=== Reading text ===

The PC-6 was the best (in my opinion) rebadged Casio pocket computer Radio Shack sold. It had the most memory out of the box, supported an additional 8KB memory expansion module, peripherals such as a printer and cassette interface, and “assembly” language simulation.
Radio Shack Pocket Computer Releases
I searched through RadioShackCatalogs.com from 1980 through 1993 to compile a timeline of pocket computer releases and catalog years when each pocket computer model was available.
- 1981 – PC-1 (new)
- 1982 – PC-1
- 1983 – PC-1, PC-2 (new)
- 1984 – PC-2, PC-3 (new), PC-4 (new)
- 1985 – PC-3a, PC-4
- 1986 – PC-3a, PC-4b, PC-5 (new)
- 1987 – PC-6 (new), PC-7 (new)
- 1988 – PC-6, PC-7, PC-8 (new)
- 1989 – PC-6, PC-7
- 1990 – PC-6
- 1991 – PC-6
- 1992 – PC-6
The first pocket computer, the PC-1 was introduced for catalog year 1981 and the last catalog year for a pocket computer was 1992 with the PC-6.
The PC-5 was its predecessor, which was sold for only one catalog year. It was basically the same model as the PC-6, except that it had 4KB of RAM and no possibility for adding an expansion module. The PC-5 did not have the reset button exposed – the reset button was under the back cover.
The PC-6 was released in catalog year 1987 and sold through catalog year 1992. It is the longest running pocket computer model Radio Shack offered.
I prefer the Sharp models of pocket computers rebadged by Radio Shack because their peripherals were better designed and I preferred their form factor. For example, the PC-2 in my opinion was the best and most capable rebadged pocket computer Radio Shack ever sold. There really was not an equivalent rebadged Casio model.
However, the PC-6 was the best of the rebadged Casio line.
The Radio Shack PC-5 and PC-6 pocket computers were Casio FX-780P and FX-790P models respectively. The printer and cassette modules for these models were separate units, unlike the rebadged Sharp pocket computers Radio Shack sold which had one-piece printer cassette modules. Similar to the PC-8 where it used the PC-3 printer and cassette module, the PC-5 and PC-6 used the PC-4 printer and cassette modules. There was a specific cassette module for these Casio models, the FA-5 which plugged directly into the side of the pocket computer. These are not easily found these days.
The PC-6 (and its predecessor, the PC-5) were “clamshell” designs, which provided for a small form factor for the pocket, with decent button sizes. However, this exposed the PC-6 to some unfortunate possibilities for a shortened life span.
The plastic clasp that holds the PC-6 shut is known to snap. The ribbon cable which connects the two halves together adds a concern of possible wear over time. I haven’t heard of this happening frequently. Lastly, the hinges are known to break, and when that happens, the ribbon cable would then be subject to additional stress.
This reminds me of the unfortunate design of the PC-7, another rebadged Casio model Radio Shack sold. I owned one of these and that folding cover eventually wears down and makes button presses a challenge as they age.

=== Provided material ===

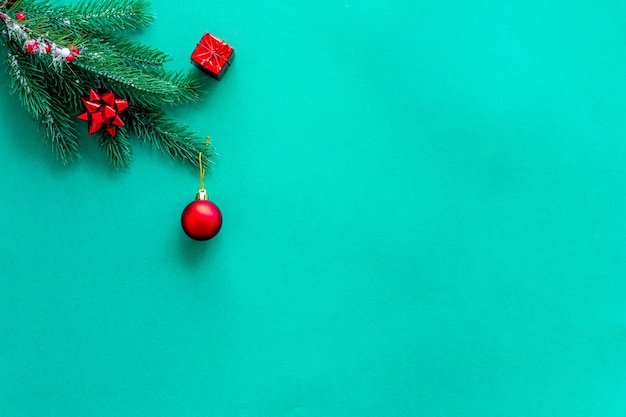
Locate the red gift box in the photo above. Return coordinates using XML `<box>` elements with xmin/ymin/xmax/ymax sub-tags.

===

● To be done:
1. In the text about the Radio Shack PC-6, which Casio model was the PC-6?
2. Write the next part of the text about the Radio Shack PC-6, starting after its final sentence.

● Written responses:
1. The Casio FX-790P.

2.
Because I owned the PC-7 when it came out, when I hold a PC-6, I immediately appreciate the hard plastic and metal case. If you were to actually put a PC-6 in your pocket, it would survive. It’s more durable than the PC-7 in your pocket.
My PC-5 had a dim LCD display which seemed to improve on occasion. I found that the sliding power switch was the culprit and a simple cleaning with IPA solved that issue.
Peripheral Connection Challenge
Because the PC-5 and PC-6 pocket computers were “clamshell” designs, they could not simply dock to a printer or cassette module. A special cable was required, and this cable is very difficult to find. Before jumping into how they connect, let’s take a look back at the PC-4:
The PC-4 had a separate printer and cassette interface. In the picture above, the two piece printer and cassette module was quite a hack. If you were to connect just the printer to the PC-4, for example, you would need to attach the plastic spacer/holder to the PC-4, then plug the printer onto the back of the spacer, using a thumbscrew to hold it together. On the other hand, if you had the cassette module, you can stack the PC-4, cassette interface, then printer together, again, with a thumbscrew holding it all together.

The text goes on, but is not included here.